• [Task list]:
#1 Answer these questions from the House of Hammer review:
(a) How many episodes of House of Hammer did the writer watch?
(b) Which show does the writer say House of Hammer should not be confused with?
(c) Which person does the writer leave out of the Hammer dynasty and call a decent guy?
#2 Carry on the House of Hammer review past its final sentence, in the same voice.

Review/Reflection: House of Hammer
I watched all 3 episodes of House of Hammer (Not to be confused with Hammer House of Horror, which is also great) this weekend. It’s a riveting, disturbing documentary.
Of course it’s about sexual abuse, so it features survivors telling their stories in graphic detail, so if that kind of thing is going to send you spiraling for a few days, please do not watch it.
I found it gross and awful and couldn’t stop watching. I very rarely watch TV by myself, and yet after starting this and getting about 15 minutes in, I found nearly 3 hours to continue it.
So: an excellent documentary with a huge content warning for sexual assault. That’s the review. Now the reflections.
I hope that as stories like this continue to emerge, we’ll start to change our perception of the ultra rich. The Hammer dynasty (Armand, Julian, Michael, Armie. Not MC, who is, as far as I know, a decent guy) is comprised of shockingly horrible people. And I don’t think they’re alone. For one thing, becoming ultra rich seems to require a lack of empathy for other humans that is almost certainly pathological. For another, with apologies to Master P, growing up with no limits seems to break something in the human brain. In short, the people who amass huge fortunes probably have serious personality disorders, and even if those aren’t passed down genetically, growing up ultra wealthy seems to lead to people becoming awful. So maybe we can stop lionizing these folks. They are the absolute scum of the earth, which is not the kind of term I throw around lightly.

(Saved entries)
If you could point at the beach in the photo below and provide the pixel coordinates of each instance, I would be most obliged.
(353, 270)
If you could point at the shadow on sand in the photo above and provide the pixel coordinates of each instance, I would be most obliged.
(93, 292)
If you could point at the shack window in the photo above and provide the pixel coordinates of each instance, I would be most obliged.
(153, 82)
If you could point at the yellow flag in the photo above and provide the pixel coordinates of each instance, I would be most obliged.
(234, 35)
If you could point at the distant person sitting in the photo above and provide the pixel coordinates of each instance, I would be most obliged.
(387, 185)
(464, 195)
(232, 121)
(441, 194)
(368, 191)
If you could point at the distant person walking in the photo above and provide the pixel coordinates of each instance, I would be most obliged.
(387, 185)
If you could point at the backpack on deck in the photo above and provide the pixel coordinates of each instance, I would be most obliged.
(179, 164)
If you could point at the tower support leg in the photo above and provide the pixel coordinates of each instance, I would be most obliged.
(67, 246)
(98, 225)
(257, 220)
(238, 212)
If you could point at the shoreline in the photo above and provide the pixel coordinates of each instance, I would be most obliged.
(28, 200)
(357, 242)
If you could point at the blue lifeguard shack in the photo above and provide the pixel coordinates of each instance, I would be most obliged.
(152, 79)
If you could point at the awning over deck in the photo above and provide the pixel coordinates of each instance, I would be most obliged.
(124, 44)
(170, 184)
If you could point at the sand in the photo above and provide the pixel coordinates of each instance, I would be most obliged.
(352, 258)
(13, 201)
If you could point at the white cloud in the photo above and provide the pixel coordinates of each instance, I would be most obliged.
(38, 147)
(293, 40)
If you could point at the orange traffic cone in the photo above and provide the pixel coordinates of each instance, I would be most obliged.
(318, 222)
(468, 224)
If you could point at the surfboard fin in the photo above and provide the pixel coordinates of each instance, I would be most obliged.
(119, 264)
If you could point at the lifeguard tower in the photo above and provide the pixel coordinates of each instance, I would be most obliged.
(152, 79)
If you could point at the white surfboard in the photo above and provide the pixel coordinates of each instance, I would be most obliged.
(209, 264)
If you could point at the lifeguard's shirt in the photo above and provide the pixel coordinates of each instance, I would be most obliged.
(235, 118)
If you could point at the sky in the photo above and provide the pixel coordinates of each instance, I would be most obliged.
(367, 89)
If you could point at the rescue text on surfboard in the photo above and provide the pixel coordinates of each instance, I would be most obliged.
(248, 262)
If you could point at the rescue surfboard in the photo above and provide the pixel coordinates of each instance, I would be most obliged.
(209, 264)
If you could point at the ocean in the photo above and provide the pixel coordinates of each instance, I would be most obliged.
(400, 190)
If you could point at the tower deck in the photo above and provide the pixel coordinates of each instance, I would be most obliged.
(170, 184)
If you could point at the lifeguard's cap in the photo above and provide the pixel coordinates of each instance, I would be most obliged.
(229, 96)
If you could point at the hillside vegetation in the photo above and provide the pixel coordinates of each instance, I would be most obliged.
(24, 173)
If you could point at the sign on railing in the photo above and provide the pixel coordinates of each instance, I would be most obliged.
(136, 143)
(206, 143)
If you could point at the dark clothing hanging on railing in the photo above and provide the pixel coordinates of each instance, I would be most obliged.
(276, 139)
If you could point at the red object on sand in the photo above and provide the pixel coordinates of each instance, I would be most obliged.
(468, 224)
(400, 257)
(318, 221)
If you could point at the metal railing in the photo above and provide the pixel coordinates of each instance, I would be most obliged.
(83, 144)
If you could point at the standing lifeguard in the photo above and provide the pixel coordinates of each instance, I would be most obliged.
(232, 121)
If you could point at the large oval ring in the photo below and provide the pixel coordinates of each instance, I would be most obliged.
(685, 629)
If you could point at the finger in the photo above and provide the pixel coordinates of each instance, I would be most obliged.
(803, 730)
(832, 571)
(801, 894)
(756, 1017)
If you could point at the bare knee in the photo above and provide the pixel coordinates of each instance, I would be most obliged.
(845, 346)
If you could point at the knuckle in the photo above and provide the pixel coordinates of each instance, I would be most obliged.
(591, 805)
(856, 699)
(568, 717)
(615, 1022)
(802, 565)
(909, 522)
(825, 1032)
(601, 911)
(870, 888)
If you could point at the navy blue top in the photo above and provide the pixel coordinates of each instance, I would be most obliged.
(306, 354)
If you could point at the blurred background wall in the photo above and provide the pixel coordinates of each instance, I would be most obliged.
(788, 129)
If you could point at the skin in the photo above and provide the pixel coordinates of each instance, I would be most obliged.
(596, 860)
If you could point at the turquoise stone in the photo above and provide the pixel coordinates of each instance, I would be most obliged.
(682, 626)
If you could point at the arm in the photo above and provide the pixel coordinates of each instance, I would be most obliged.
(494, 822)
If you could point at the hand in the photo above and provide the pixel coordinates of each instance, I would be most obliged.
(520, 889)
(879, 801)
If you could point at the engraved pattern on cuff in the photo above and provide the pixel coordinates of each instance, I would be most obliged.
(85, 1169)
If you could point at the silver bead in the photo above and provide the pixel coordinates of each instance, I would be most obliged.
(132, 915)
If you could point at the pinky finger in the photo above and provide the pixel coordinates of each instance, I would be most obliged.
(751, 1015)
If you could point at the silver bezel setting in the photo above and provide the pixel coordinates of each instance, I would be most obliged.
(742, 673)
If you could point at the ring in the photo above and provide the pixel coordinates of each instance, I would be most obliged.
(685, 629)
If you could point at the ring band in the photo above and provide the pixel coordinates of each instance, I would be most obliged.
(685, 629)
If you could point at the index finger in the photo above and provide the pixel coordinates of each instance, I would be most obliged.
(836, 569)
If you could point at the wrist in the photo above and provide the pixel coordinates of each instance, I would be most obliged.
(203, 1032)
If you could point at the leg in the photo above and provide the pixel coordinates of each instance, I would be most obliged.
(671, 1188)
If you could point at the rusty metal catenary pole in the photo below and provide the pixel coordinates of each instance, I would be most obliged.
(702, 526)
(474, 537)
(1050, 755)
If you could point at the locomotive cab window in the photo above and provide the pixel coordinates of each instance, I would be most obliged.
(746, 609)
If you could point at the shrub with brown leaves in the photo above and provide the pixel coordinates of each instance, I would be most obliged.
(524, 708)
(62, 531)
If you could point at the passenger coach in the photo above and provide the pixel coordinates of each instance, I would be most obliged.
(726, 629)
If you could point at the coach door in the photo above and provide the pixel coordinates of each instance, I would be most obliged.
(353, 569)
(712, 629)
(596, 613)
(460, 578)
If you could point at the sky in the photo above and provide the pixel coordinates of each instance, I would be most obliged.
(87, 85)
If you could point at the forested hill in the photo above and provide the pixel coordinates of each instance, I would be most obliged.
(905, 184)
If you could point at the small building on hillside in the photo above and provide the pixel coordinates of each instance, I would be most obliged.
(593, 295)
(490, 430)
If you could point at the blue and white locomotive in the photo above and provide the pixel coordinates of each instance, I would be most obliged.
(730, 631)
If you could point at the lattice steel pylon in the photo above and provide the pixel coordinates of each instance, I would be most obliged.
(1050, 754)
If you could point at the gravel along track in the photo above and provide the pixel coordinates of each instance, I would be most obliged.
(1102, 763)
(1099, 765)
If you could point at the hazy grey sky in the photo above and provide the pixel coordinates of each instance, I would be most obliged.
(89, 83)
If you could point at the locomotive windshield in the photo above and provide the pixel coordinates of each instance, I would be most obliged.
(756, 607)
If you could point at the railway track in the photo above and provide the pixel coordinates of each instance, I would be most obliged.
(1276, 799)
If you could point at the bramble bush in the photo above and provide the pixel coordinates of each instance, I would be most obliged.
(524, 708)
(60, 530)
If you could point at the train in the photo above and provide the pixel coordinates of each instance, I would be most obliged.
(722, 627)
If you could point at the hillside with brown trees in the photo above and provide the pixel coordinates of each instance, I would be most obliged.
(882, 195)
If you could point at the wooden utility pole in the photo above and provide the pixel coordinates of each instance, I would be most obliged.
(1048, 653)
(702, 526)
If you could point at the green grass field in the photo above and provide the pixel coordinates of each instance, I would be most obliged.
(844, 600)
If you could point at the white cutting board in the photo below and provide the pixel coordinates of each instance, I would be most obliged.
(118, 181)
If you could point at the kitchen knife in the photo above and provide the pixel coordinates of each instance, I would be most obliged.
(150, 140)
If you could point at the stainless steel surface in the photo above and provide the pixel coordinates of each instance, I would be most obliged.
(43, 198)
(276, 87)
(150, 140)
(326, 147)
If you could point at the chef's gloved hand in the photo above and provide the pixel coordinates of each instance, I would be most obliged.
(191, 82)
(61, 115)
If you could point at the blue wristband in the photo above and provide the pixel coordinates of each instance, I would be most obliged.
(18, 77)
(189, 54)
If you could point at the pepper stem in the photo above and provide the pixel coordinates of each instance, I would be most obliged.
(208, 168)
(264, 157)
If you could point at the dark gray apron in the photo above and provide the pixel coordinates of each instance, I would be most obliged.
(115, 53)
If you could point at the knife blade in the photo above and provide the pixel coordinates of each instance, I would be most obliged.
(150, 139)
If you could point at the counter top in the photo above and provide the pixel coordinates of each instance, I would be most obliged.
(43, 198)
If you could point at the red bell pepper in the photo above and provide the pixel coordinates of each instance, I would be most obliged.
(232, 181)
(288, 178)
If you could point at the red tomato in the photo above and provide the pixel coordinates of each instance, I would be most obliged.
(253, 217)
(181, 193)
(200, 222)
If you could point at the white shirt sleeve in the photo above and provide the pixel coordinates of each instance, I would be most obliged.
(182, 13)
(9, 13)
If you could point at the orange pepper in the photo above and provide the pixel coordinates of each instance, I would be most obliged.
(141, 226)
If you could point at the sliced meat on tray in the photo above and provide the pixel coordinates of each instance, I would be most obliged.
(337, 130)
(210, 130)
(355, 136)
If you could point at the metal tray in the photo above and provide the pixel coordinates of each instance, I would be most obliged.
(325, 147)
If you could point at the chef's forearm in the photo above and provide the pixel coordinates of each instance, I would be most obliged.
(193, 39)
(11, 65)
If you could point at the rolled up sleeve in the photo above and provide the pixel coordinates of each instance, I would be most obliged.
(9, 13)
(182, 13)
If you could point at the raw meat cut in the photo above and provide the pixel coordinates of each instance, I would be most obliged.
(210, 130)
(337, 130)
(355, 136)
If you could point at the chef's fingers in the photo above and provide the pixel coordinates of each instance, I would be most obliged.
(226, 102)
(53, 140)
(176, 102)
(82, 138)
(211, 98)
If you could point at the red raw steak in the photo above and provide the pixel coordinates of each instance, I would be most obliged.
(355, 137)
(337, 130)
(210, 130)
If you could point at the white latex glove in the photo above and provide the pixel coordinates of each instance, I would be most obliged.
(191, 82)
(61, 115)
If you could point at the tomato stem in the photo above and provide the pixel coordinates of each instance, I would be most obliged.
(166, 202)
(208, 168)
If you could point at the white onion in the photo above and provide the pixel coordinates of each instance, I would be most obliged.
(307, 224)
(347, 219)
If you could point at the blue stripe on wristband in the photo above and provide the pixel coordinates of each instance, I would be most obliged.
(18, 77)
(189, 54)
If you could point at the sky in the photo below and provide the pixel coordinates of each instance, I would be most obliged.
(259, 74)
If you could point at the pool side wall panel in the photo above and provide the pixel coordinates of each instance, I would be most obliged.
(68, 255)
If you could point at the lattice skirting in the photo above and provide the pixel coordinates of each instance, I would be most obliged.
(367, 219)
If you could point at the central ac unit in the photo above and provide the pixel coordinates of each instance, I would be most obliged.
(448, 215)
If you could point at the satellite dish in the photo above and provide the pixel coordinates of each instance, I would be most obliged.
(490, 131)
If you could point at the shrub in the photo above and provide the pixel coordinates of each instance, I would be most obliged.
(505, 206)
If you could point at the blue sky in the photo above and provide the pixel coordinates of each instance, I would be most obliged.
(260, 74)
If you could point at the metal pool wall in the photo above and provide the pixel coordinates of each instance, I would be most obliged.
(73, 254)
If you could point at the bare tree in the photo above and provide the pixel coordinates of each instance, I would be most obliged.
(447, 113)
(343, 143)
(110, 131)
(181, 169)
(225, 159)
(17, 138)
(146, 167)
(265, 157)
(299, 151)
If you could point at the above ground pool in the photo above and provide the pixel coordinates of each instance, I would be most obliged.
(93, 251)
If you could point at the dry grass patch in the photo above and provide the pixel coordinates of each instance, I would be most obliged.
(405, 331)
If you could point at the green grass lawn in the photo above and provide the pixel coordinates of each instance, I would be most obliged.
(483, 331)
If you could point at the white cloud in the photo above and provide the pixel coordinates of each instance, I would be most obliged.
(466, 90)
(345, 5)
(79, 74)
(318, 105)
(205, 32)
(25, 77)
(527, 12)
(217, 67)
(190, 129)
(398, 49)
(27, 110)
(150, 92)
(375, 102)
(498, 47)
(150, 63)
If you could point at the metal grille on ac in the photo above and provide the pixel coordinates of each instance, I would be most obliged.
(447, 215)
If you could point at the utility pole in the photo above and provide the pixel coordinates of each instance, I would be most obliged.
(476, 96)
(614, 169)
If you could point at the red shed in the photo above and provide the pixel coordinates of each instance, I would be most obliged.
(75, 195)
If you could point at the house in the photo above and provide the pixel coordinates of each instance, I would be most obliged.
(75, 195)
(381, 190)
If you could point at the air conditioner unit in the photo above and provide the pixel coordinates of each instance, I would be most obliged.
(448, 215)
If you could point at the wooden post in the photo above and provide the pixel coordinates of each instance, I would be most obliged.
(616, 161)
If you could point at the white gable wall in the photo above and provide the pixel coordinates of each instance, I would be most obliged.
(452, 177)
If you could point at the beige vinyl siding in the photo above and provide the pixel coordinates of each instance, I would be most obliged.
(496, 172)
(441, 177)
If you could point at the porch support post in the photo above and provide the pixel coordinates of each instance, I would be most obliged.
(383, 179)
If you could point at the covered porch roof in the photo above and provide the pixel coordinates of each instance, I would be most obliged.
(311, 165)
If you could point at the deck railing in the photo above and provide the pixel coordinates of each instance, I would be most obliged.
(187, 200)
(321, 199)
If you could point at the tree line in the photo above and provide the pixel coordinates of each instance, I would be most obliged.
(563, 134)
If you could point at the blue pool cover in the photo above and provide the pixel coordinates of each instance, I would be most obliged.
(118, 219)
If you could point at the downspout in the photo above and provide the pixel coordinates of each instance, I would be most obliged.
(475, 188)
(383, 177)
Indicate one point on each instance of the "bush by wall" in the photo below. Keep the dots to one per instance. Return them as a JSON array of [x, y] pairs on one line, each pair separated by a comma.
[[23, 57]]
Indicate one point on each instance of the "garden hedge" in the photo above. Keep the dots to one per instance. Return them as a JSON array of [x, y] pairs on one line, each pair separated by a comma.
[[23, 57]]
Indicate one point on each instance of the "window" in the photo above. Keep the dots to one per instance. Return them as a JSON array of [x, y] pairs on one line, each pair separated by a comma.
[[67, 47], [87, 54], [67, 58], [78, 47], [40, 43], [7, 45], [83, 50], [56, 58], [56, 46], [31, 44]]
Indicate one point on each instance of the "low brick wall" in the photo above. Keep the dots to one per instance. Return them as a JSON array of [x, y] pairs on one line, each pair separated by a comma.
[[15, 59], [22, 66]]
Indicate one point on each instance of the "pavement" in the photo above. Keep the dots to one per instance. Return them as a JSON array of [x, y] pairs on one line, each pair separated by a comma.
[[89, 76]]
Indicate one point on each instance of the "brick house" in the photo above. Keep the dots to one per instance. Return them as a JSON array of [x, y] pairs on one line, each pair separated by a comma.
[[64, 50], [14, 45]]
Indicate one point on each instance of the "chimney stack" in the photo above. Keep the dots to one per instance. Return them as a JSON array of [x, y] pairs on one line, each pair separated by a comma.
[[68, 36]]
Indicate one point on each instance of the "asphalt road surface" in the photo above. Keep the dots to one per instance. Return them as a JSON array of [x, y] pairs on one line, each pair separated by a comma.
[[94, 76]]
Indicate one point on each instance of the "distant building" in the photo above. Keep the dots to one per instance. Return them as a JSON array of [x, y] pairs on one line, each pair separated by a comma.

• [Solved problems]:
#1
(a) 3
(b) Hammer House of Horror
(c) MC

#2
It’s impossible to adequately praise the courage of the women who came forward to detail what Armie Hammer did to them without slipping into cliche. But to survive that kind of horrible trauma only to be targeted by horrible fans? To know that the person you’re exposing has enough money to both smear you and evade consequences for pretty much anything forever? That really is a profound bravery, and ultimately, self-sacrifice. Because they face the public vilification in hopes of saving other women from enduring what they endured.
This is in no way to diminish the aforementioned incredible courage, but something I noticed was that one of the Armie Hammer survivors was the CEO of an app company (so just regular rich, not ultra rich), and was able to just take off for multi-week vacations on a whim. I firmly believe in most organizations, the more money you make, the less important you are to the day to day functioning of the place. The boss never has to find anyone to cover their shift because it doesn’t matter if they show up or not.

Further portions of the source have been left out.